▸ **SHORT TASK**:
Starting with the first line and going on through the line with "186 76 L 186", rename "rope knot" to "coiled rope" and give those lines again with nothing else changed. Leave the pictures out of your answer.

(Segmentation dataset records)
— begin —

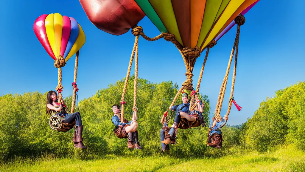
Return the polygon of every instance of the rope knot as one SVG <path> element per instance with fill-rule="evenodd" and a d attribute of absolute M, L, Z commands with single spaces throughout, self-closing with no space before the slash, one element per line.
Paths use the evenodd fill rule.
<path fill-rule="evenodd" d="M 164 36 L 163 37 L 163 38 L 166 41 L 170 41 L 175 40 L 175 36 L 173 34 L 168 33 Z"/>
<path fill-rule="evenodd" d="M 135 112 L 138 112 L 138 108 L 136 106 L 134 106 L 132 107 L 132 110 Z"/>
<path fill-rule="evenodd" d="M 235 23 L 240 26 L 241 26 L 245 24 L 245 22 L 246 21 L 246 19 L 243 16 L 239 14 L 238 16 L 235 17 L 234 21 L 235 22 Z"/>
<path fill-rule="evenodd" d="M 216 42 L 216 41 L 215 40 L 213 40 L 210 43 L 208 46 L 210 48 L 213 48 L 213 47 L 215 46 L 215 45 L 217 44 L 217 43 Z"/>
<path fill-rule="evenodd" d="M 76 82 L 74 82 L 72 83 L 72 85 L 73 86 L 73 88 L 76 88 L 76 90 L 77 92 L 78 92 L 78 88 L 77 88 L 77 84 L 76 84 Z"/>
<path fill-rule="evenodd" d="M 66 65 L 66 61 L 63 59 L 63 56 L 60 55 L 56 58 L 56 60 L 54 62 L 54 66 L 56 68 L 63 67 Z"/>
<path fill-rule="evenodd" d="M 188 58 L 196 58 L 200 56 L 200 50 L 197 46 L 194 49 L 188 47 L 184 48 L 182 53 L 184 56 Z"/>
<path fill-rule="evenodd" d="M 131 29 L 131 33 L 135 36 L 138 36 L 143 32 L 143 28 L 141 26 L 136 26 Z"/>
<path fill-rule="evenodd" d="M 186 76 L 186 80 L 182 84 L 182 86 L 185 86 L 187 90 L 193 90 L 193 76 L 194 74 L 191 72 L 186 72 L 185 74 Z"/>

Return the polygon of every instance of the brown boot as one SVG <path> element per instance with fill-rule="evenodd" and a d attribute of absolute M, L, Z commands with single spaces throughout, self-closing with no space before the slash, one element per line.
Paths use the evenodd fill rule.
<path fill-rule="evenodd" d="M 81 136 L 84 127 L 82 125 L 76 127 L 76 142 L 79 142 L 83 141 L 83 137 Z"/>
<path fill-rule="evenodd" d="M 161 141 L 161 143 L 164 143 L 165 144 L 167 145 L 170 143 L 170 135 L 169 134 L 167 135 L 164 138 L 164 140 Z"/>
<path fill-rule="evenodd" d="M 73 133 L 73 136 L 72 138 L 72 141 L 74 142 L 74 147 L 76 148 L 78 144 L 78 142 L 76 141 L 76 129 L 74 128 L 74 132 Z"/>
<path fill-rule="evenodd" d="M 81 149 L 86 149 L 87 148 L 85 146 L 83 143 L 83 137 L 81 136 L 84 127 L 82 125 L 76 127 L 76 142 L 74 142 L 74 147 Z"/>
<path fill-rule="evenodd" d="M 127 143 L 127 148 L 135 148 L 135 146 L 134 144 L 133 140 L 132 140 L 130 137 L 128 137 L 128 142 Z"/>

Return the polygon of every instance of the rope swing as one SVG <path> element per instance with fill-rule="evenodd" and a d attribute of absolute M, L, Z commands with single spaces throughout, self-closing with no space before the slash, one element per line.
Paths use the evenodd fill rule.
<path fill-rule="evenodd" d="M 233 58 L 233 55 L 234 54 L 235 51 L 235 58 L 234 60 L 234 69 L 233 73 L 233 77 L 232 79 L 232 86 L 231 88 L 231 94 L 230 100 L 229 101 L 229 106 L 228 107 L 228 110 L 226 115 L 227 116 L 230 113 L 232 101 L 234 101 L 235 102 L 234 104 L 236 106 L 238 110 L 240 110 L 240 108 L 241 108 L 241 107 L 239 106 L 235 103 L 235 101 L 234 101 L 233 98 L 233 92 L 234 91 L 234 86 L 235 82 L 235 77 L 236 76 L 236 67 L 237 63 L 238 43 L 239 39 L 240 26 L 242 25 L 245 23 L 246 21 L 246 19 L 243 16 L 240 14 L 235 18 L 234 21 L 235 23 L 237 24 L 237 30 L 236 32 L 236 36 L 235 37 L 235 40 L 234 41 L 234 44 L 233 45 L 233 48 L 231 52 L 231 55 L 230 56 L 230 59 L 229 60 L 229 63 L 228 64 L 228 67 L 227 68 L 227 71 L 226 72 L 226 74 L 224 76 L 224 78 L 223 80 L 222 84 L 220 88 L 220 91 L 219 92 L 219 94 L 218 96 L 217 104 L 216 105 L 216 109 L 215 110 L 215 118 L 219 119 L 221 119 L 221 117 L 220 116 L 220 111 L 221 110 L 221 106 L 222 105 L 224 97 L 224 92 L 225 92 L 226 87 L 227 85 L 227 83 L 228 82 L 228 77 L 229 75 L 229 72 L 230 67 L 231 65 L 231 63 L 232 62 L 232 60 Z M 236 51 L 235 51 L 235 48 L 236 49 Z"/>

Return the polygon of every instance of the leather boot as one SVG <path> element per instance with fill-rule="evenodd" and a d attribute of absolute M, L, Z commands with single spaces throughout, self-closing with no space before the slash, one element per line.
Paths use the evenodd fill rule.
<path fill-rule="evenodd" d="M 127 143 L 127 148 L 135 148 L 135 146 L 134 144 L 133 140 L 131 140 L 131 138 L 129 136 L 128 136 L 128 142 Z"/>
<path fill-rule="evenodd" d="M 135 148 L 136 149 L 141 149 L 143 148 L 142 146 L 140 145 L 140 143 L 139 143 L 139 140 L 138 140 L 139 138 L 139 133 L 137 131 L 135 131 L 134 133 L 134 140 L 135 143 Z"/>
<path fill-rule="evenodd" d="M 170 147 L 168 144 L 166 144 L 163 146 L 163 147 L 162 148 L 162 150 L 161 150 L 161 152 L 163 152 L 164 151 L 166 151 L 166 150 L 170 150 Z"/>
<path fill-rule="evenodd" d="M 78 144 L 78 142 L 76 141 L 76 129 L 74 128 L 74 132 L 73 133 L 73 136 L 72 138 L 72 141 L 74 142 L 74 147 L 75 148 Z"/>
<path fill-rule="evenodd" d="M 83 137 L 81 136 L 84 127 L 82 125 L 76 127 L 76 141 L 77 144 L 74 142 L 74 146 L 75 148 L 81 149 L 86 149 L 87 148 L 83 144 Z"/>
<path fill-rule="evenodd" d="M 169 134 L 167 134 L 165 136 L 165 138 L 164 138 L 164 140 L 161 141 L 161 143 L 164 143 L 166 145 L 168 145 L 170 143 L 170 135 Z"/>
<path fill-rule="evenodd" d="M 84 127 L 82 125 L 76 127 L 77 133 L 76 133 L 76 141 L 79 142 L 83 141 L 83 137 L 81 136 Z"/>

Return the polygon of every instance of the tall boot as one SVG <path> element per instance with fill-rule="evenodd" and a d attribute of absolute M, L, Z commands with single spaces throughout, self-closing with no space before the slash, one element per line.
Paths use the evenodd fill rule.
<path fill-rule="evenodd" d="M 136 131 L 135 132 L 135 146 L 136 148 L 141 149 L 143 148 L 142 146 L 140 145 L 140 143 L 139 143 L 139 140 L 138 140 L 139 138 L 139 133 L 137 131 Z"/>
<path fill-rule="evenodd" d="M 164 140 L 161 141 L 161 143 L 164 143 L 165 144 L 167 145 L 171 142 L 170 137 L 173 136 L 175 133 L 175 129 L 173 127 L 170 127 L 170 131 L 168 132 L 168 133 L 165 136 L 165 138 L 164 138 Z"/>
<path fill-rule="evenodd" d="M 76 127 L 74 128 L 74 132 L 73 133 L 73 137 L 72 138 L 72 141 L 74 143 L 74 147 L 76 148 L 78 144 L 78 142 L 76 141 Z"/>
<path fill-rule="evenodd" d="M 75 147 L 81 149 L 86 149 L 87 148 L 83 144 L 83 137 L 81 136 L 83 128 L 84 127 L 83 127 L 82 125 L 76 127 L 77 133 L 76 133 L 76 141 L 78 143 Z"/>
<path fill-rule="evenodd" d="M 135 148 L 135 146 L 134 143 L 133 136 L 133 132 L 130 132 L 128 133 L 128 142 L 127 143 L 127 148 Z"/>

— end —

▸ **TASK ANSWER**:
Return the polygon of every instance of the coiled rope as one SVG <path> element per instance with fill-rule="evenodd" and a d attribute of absolute M, L, Z commands with single spaces throughout, self-closing with no space before the slash, one element per line.
Paths use the evenodd fill rule.
<path fill-rule="evenodd" d="M 164 36 L 163 37 L 163 38 L 166 41 L 170 41 L 175 40 L 175 36 L 173 34 L 168 33 Z"/>
<path fill-rule="evenodd" d="M 135 112 L 138 112 L 138 108 L 136 106 L 134 106 L 132 107 L 132 110 Z"/>
<path fill-rule="evenodd" d="M 235 23 L 240 26 L 241 26 L 245 24 L 245 22 L 246 21 L 246 19 L 243 16 L 239 14 L 238 16 L 235 17 L 234 21 L 235 22 Z"/>
<path fill-rule="evenodd" d="M 216 42 L 216 41 L 215 40 L 213 40 L 210 43 L 208 46 L 210 48 L 213 48 L 213 47 L 215 46 L 215 45 L 217 44 L 217 43 Z"/>
<path fill-rule="evenodd" d="M 76 82 L 74 82 L 72 83 L 72 85 L 73 86 L 73 88 L 76 88 L 76 90 L 77 92 L 78 92 L 78 88 L 77 88 L 77 84 L 76 84 Z"/>
<path fill-rule="evenodd" d="M 66 65 L 66 61 L 63 59 L 63 56 L 60 55 L 56 58 L 56 60 L 54 62 L 54 66 L 56 68 L 63 67 Z"/>
<path fill-rule="evenodd" d="M 188 58 L 196 58 L 200 56 L 200 50 L 197 46 L 194 49 L 188 47 L 184 48 L 182 53 L 184 56 Z"/>
<path fill-rule="evenodd" d="M 131 29 L 131 33 L 135 36 L 138 36 L 143 32 L 143 28 L 141 26 L 136 26 Z"/>
<path fill-rule="evenodd" d="M 186 76 L 186 80 L 182 84 L 182 86 L 185 86 L 187 90 L 193 90 L 193 76 L 194 74 L 191 72 L 186 72 L 185 74 Z"/>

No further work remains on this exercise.